:: AVAILABLE DATA

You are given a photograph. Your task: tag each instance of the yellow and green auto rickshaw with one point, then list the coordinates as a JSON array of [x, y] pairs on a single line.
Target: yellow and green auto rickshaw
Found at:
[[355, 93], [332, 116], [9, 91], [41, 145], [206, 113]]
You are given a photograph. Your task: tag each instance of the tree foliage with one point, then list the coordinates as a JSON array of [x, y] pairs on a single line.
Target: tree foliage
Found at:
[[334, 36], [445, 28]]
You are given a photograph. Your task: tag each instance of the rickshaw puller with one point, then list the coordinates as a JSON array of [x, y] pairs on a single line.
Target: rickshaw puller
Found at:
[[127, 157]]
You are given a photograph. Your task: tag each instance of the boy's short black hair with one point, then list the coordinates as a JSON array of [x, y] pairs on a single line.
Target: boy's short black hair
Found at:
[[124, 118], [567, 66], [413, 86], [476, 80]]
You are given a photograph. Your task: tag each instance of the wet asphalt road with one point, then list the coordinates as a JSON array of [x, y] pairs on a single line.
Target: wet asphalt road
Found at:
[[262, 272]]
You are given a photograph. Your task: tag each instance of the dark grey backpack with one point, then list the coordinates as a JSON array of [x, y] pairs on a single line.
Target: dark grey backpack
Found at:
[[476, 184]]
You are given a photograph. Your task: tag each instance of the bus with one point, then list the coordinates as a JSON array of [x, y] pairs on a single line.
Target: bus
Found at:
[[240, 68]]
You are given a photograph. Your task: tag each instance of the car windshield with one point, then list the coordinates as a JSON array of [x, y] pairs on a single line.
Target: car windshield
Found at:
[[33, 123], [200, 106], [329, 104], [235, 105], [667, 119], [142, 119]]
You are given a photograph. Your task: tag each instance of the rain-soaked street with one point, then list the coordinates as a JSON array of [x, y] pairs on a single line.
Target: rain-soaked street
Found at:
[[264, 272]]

::::

The string "dark" marks the lines to return from the material. Copy each one.

* ANSWER TO THE EXERCISE *
You are given a photograph. Your task: tag each instance of the dark grey backpack with one point, then list the coordinates as a JSON array of [x, y] pairs on a single line.
Target: dark grey backpack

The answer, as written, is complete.